§ **Exercise**
Repeat every record below exactly, omitting any pictures.
====
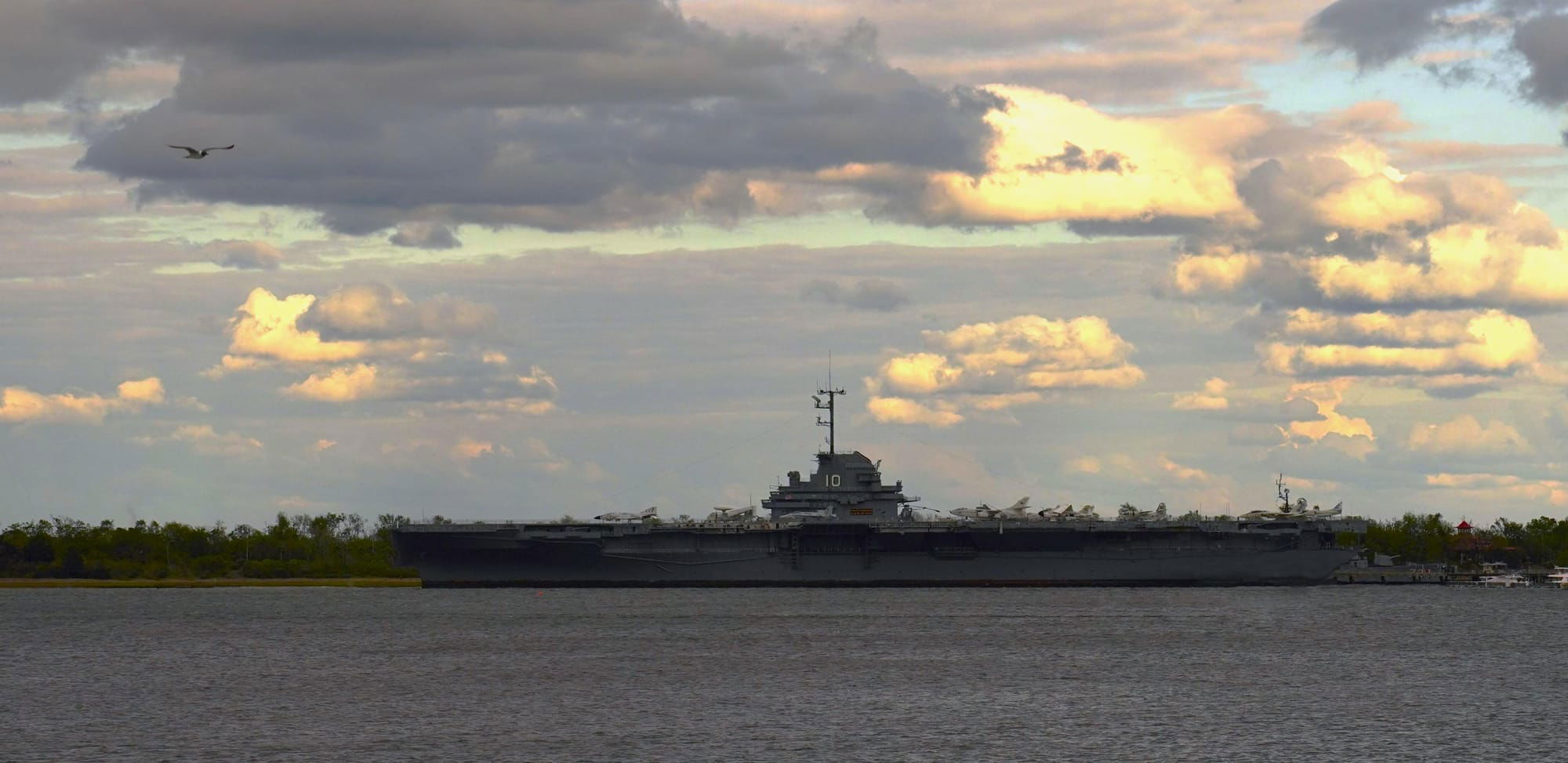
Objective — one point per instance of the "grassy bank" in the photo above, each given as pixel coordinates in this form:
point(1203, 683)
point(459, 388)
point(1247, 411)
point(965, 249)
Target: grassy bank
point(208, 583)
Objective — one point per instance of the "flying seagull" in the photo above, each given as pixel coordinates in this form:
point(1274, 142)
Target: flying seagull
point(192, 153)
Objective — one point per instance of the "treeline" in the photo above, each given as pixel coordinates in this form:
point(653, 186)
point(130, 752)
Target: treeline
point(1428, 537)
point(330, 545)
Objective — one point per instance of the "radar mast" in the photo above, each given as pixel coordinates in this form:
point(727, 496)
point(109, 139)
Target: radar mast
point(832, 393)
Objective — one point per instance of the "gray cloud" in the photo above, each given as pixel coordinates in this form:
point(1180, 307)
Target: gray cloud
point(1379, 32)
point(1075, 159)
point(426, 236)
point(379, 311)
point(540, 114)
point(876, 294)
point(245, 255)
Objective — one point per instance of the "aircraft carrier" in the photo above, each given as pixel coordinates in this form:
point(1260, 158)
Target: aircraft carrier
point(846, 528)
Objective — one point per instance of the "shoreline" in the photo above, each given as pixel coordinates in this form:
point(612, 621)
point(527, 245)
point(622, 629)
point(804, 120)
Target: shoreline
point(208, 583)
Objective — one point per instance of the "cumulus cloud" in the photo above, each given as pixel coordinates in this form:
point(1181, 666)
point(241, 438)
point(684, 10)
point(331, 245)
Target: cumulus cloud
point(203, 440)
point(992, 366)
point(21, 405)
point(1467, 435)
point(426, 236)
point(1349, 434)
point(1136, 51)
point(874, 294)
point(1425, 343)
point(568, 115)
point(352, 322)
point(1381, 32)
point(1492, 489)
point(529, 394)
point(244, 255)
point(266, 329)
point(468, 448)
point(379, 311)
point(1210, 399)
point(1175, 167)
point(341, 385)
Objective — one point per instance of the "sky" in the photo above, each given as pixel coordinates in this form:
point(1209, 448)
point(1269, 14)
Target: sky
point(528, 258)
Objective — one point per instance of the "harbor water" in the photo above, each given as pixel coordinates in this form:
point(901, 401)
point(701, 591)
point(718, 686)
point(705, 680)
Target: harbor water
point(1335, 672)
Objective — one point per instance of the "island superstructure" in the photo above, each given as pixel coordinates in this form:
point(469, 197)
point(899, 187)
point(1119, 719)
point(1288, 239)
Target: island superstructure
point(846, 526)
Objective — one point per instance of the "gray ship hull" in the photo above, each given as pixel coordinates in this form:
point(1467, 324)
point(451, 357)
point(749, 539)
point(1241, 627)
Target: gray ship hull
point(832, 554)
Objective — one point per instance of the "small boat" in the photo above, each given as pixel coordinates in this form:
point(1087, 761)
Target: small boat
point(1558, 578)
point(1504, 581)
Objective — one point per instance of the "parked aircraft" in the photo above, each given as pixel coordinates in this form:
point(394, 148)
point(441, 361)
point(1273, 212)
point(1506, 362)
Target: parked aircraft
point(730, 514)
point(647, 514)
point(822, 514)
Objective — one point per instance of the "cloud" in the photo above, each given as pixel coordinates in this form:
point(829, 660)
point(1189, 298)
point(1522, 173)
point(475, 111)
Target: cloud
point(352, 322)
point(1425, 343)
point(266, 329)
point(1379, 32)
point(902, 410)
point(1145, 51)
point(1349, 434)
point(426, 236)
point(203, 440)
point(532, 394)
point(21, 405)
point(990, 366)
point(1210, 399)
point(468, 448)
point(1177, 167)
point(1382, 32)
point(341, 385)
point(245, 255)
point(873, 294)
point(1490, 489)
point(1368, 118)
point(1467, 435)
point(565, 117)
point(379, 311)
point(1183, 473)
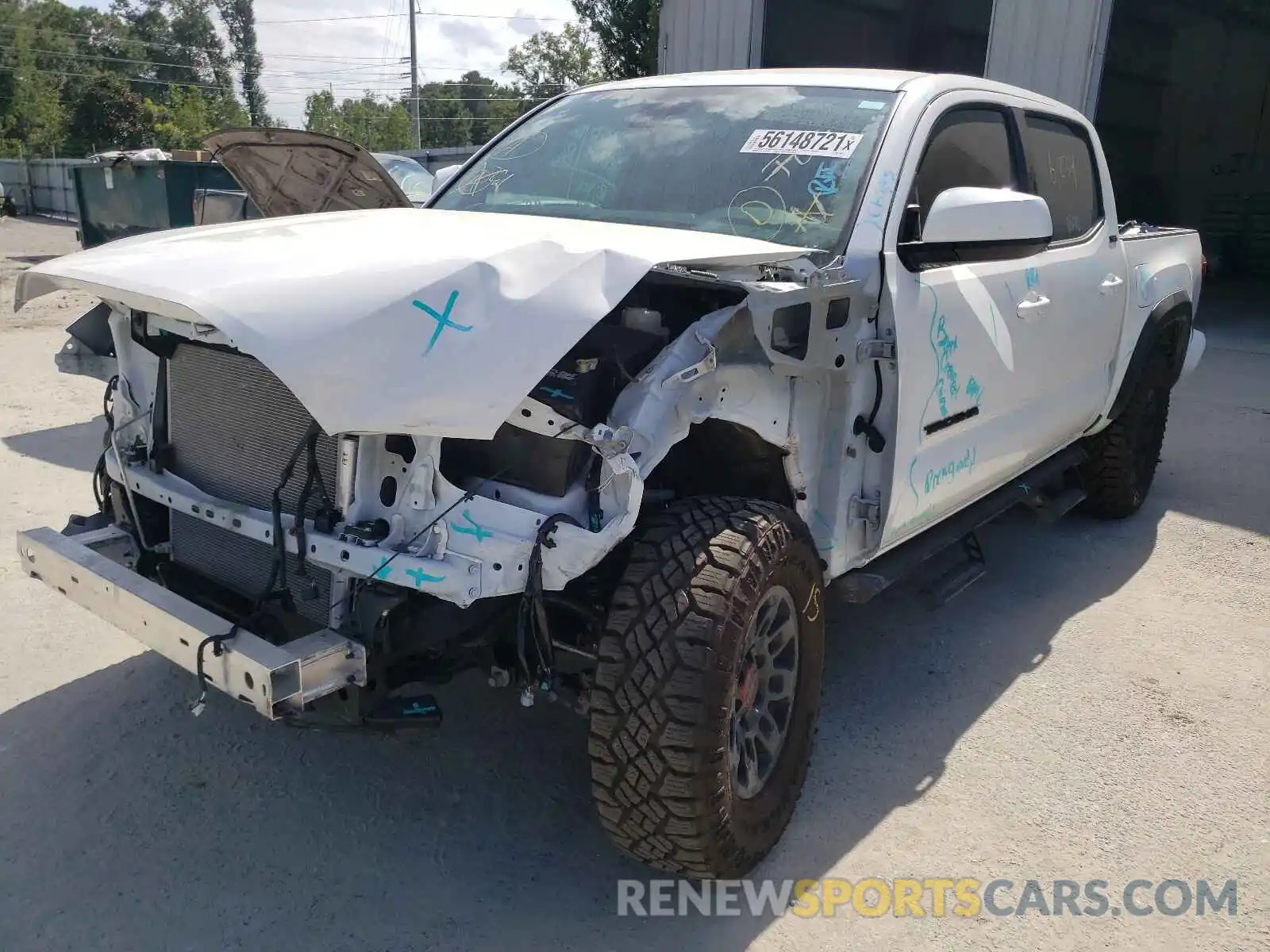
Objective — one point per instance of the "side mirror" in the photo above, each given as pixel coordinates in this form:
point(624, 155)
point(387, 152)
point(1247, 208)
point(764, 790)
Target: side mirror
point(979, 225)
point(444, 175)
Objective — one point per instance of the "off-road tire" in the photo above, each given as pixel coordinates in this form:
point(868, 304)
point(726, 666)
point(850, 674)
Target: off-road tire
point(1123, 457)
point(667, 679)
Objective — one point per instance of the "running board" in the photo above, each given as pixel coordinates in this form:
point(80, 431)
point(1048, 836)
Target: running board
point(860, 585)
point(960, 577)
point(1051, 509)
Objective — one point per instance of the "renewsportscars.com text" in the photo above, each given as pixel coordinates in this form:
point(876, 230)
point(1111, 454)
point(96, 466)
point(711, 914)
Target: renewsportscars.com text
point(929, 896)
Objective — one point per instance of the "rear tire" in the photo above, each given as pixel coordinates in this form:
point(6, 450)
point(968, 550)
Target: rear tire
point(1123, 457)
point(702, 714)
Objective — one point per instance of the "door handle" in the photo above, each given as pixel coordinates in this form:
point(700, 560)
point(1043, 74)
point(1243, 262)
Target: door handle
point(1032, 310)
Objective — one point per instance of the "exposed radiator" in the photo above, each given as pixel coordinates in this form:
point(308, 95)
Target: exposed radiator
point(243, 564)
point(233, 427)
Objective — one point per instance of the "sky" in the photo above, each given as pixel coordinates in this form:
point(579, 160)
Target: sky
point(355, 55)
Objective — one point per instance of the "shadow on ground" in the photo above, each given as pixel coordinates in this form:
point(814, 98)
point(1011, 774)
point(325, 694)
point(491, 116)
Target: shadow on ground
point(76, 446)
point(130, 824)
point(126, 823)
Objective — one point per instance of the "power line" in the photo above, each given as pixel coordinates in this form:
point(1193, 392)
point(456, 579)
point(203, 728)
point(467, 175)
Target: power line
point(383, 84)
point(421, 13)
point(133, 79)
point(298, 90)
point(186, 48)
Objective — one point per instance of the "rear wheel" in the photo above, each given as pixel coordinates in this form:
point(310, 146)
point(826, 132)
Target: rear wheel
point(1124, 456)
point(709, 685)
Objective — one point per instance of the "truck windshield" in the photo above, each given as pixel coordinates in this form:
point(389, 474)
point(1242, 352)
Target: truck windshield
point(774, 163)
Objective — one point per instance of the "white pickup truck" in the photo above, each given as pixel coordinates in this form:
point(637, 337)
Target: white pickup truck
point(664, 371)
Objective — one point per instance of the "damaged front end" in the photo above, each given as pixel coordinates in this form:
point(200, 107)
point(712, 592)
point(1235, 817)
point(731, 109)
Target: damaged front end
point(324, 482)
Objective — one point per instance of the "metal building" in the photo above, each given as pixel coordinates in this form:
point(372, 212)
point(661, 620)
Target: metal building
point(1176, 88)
====
§ **Written solution**
Objective — one point per instance of the "grassy bank" in the photo above, each given as pixel coordinates in this form:
point(1203, 683)
point(459, 388)
point(1247, 411)
point(965, 249)
Target: grassy bank
point(208, 583)
Objective — one point per instance of the "flying seagull" in the photo above, each given as pixel coordinates in this form:
point(1274, 142)
Target: flying seagull
point(192, 153)
Objective — one point per instance of the "treeline" in the photo above, each given as pixel coordinates in this form:
point(653, 186)
point(130, 752)
Target: treeline
point(1428, 537)
point(330, 545)
Objective — one point per instance of the "radar mast" in the photo above, each given as pixel coordinates in this form:
point(727, 496)
point(109, 139)
Target: radar mast
point(832, 393)
Objective — one point per instance of the "gray cloud" in the photo above, each given as pixel coordinates in this form:
point(1180, 307)
Target: gray cloud
point(1379, 32)
point(1075, 159)
point(426, 236)
point(379, 311)
point(540, 114)
point(876, 294)
point(245, 255)
Objective — one point per instance of the "aircraft carrier" in the photo above, each given as pixel coordinates in this form:
point(1260, 158)
Target: aircraft carrier
point(846, 528)
Objective — one point per instance of the "shoreline" in the photo above, each given as pixel coordinates in this form:
point(612, 621)
point(527, 245)
point(622, 629)
point(804, 120)
Target: shoreline
point(208, 583)
Objective — one point per instance of the "cumulus cloud" in the photo above, each given as pixel coordinates in this form:
point(1181, 666)
point(241, 438)
point(684, 10)
point(331, 245)
Target: cumulus cloud
point(203, 440)
point(992, 366)
point(21, 405)
point(1467, 435)
point(426, 236)
point(1349, 434)
point(1136, 51)
point(874, 294)
point(1425, 343)
point(568, 115)
point(352, 322)
point(1381, 32)
point(1492, 489)
point(529, 394)
point(244, 255)
point(266, 329)
point(468, 448)
point(379, 311)
point(1210, 399)
point(1175, 167)
point(341, 385)
Objective — one point per instance of the "sky" in the photo above, each given as pixel coordinates in this form:
point(1209, 448)
point(1269, 14)
Target: sky
point(528, 258)
Objective — one point per instance of the "harbor water" in the photo above, each given as pixel coordinates in this form:
point(901, 401)
point(701, 591)
point(718, 686)
point(705, 680)
Target: harbor water
point(1335, 672)
Objective — one point per instance of the "island superstructure" in the photo above, each given as pixel coordinates in this form:
point(469, 197)
point(899, 187)
point(1119, 719)
point(1288, 239)
Target: island superstructure
point(846, 526)
Objective — one point per instance of the "gray ship hull" in the photo above, each given as pixel coordinates in this form:
point(1467, 324)
point(451, 357)
point(749, 539)
point(1241, 627)
Target: gray ship hull
point(832, 554)
Objective — one point per instance of the "small boat" in the photo above, each given as pixel coordinates in this form:
point(1087, 761)
Target: small boat
point(1558, 578)
point(1504, 581)
Objective — one point per instance of the "parked aircraft" in the photo above, each given as pixel coordinates in this form:
point(394, 148)
point(441, 361)
point(1273, 212)
point(1506, 362)
Target: parked aircraft
point(730, 514)
point(647, 514)
point(822, 514)
Objective — one point per instance of the "cloud" in the photo above, each given as pixel coordinates in this form:
point(829, 660)
point(1189, 298)
point(1522, 173)
point(475, 111)
Target: cloud
point(352, 322)
point(1425, 343)
point(266, 329)
point(1379, 32)
point(902, 410)
point(1145, 51)
point(1349, 434)
point(426, 236)
point(203, 440)
point(532, 394)
point(21, 405)
point(990, 366)
point(1210, 399)
point(468, 448)
point(1177, 167)
point(1382, 32)
point(341, 385)
point(245, 255)
point(873, 294)
point(1490, 489)
point(1368, 118)
point(1467, 435)
point(565, 117)
point(379, 311)
point(1183, 473)
Objective — one point per instance of the "side mirror" in the photo above, each given as pixel coordinates in this form:
point(624, 155)
point(387, 152)
point(1247, 208)
point(764, 790)
Target: side mirror
point(979, 225)
point(444, 175)
Objective — one point per instance of the "off-road tire" in the photo above, each given as pixel coordinates in this form:
point(868, 304)
point(726, 666)
point(850, 674)
Target: off-road tire
point(1123, 457)
point(667, 679)
Objective — one point per instance of the "running board" in the photo above, each given as pixel coordinates in this form:
point(80, 431)
point(1048, 836)
Target: running board
point(860, 585)
point(960, 577)
point(1051, 509)
Objective — one point per instance of the "renewsportscars.com text" in the photo above, each given as pixel coordinates in this form:
point(876, 230)
point(1111, 454)
point(96, 466)
point(711, 914)
Target: renewsportscars.com text
point(929, 896)
Objective — one point per instance of the "rear tire" in the photo above, each given as pixel coordinates in this form:
point(6, 450)
point(968, 550)
Target: rear tire
point(1123, 457)
point(702, 714)
Objective — one point per instance of the "door handle" in the photo above, each given as pixel coordinates in this form:
point(700, 560)
point(1043, 74)
point(1243, 262)
Target: door handle
point(1032, 310)
Objective — one point per instance of the "exposed radiator" in the photo above, each given as pixel coordinates in this form:
point(308, 95)
Target: exposed radiator
point(243, 564)
point(233, 427)
Objective — one point per instance of the "sky" in the photo above, each given as pixel coordinates in this form:
point(579, 160)
Target: sky
point(355, 55)
Objective — one point per instance of the "shadow on ground" in the photo above, each given as pixel coordinates in this form:
point(814, 98)
point(1011, 774)
point(325, 694)
point(491, 116)
Target: shadow on ground
point(76, 446)
point(130, 824)
point(126, 823)
Objective — one point per instance of the "power line" in the photo above, each given as pixel coordinates in this form:
point(1193, 392)
point(456, 579)
point(203, 728)
point(467, 175)
Target: power line
point(383, 84)
point(421, 13)
point(133, 79)
point(298, 90)
point(186, 48)
Objective — one point per instance of the "rear wheel" in the photo above, each given as pixel coordinates in this form:
point(310, 146)
point(826, 132)
Target: rear wheel
point(1124, 456)
point(709, 685)
Objective — one point per instance of the "truck windshield" in the photo above, each given as pixel coordinates in this form:
point(389, 474)
point(1242, 352)
Target: truck windshield
point(774, 163)
Objective — one point per instance of the "white pickup truck" in the photo above, each given as pixel coordinates in this form:
point(637, 337)
Target: white pickup truck
point(664, 371)
Objective — one point per instance of the "damaged front end" in the photo above, each given as pixel coordinates in this form:
point(200, 107)
point(712, 592)
point(1235, 817)
point(731, 109)
Target: damaged front end
point(324, 482)
Objective — one point per instance of the "metal building" in the photo above, each given as pixel coordinates in this form:
point(372, 212)
point(661, 620)
Target: metal building
point(1176, 88)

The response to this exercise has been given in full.